Problem description —
Find every line in the material below that contains the word "puppy", matching case exactly, and copy each of those lines in full.

Given data —
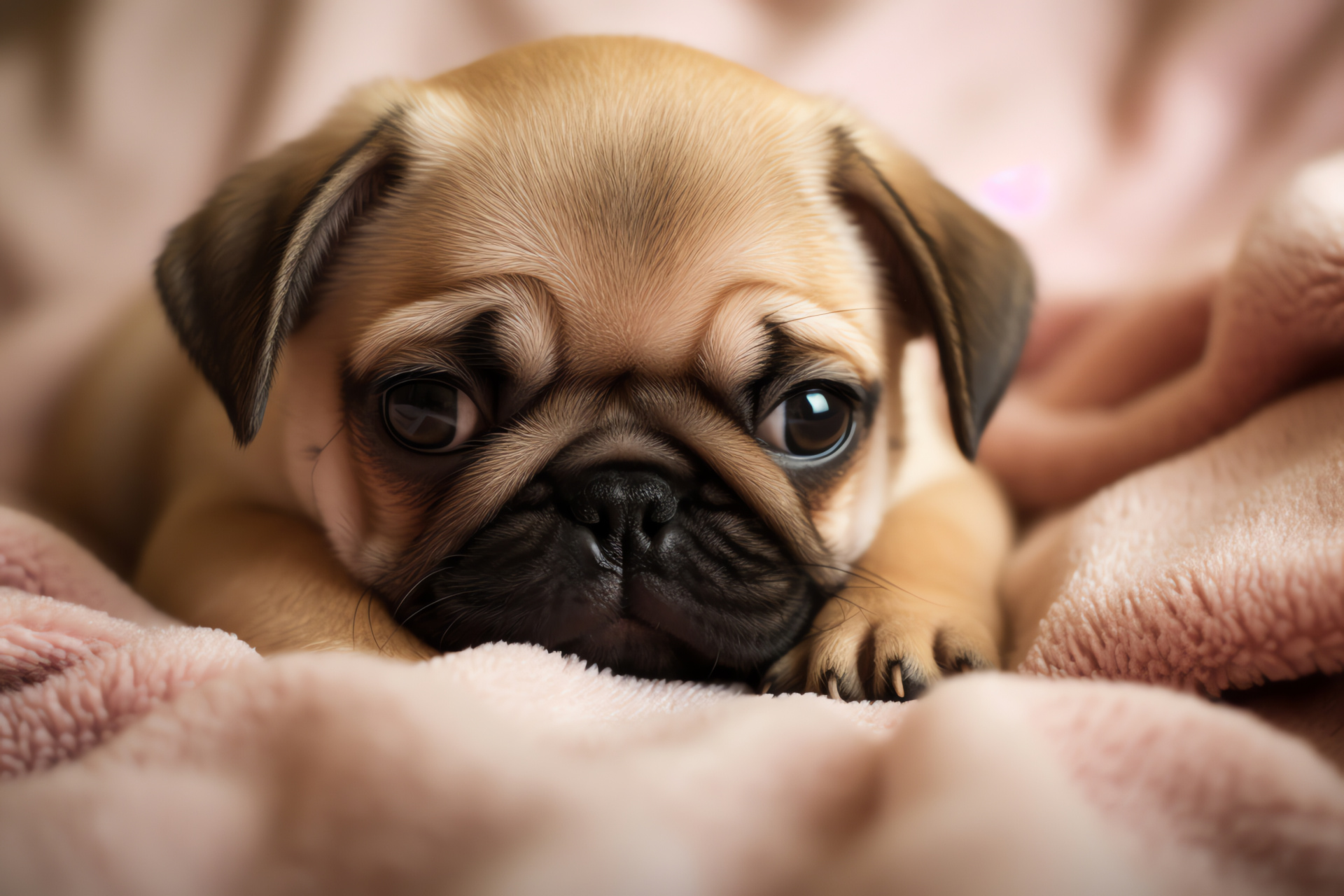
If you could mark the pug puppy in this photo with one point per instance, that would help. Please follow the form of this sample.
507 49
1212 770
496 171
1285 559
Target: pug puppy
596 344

--

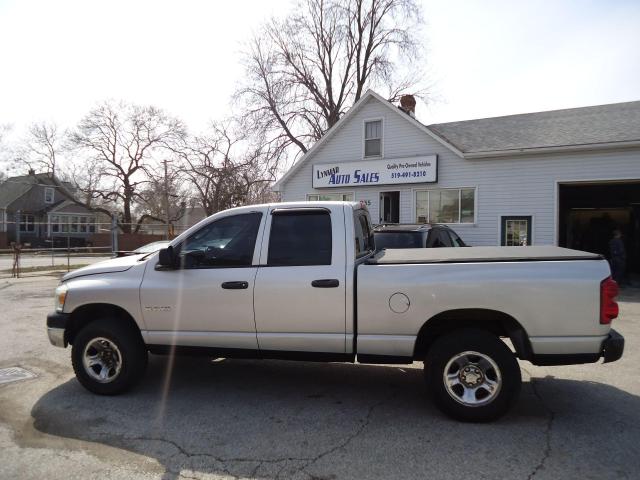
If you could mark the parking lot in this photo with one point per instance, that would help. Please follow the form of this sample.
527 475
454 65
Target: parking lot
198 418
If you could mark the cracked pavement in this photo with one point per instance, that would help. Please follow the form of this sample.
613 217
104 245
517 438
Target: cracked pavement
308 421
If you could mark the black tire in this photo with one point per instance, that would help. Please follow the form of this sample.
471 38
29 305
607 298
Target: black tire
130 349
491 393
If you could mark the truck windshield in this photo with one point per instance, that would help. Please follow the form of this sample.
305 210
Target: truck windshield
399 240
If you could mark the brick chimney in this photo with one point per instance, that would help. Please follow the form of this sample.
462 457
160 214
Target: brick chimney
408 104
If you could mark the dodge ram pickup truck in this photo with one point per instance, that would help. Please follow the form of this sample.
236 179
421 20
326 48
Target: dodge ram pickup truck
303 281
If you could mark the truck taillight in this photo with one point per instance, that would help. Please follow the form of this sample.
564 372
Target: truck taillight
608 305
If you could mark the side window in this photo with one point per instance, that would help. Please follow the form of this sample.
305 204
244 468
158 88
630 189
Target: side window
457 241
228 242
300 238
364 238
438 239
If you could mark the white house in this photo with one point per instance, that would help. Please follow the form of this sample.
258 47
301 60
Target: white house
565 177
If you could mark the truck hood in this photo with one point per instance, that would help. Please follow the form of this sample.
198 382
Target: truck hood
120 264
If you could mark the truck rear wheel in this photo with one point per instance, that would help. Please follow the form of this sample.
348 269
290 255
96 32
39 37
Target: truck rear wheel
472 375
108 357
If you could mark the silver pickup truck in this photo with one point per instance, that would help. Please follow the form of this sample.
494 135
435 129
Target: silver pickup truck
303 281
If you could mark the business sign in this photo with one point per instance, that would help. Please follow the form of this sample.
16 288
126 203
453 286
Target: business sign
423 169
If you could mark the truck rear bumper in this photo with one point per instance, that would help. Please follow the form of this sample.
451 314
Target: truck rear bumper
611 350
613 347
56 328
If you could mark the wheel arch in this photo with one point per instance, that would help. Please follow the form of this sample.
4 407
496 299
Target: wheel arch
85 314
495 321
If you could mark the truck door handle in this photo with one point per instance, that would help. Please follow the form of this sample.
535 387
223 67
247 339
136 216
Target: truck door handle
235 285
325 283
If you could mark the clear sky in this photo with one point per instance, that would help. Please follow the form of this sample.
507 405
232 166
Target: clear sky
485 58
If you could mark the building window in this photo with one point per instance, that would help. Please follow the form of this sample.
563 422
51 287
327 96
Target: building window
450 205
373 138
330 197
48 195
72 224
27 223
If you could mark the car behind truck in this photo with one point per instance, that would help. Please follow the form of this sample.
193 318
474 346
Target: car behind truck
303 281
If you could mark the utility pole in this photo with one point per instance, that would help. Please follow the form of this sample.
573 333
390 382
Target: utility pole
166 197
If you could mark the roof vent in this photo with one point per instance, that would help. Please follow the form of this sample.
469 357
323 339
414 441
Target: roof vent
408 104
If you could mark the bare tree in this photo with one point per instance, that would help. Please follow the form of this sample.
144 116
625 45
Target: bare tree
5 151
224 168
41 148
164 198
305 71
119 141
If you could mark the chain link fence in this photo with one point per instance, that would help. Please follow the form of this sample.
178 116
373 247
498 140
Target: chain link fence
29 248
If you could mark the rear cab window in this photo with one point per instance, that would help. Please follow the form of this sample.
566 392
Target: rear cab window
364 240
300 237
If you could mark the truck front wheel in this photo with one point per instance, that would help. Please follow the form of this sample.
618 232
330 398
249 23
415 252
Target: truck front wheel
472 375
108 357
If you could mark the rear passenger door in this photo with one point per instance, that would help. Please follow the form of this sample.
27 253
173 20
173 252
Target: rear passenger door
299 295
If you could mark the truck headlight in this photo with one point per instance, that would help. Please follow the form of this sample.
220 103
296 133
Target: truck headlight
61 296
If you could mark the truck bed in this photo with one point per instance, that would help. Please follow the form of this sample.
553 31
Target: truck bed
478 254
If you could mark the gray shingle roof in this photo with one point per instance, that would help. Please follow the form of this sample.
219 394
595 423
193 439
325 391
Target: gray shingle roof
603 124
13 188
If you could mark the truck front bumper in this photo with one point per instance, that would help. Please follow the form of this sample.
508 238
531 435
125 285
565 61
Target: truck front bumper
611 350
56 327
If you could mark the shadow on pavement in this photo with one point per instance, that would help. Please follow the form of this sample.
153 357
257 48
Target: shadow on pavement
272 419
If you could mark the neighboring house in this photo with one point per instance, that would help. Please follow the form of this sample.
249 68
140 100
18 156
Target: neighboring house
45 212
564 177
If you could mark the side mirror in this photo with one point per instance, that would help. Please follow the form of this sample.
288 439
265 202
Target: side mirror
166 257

Solution to this exercise —
If you could mark the pug puppy in this photo with one point per instance, that would help. Please follow the form of this sample.
Target: pug puppy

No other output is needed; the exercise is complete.